• **Supplied entries**:
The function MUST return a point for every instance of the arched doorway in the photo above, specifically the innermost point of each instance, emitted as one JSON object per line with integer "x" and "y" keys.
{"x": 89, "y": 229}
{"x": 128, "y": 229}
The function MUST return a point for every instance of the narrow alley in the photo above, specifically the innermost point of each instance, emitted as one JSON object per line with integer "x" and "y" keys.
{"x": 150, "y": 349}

• **Instructions to follow**: Rewrite all of the lines above as a numbered list, skipping any blank lines.

• **In response**:
1. The function MUST return a point for every instance of the arched doorway in the photo above, specifically the innermost point of each instance, emitted as one JSON object per line with integer "x" and "y" keys.
2. {"x": 89, "y": 229}
3. {"x": 128, "y": 229}
4. The function MUST return a point for every instance of the narrow alley in the photo above, specifically the innermost point of each instance, emitted as one JSON object per line with integer "x" and "y" keys.
5. {"x": 150, "y": 349}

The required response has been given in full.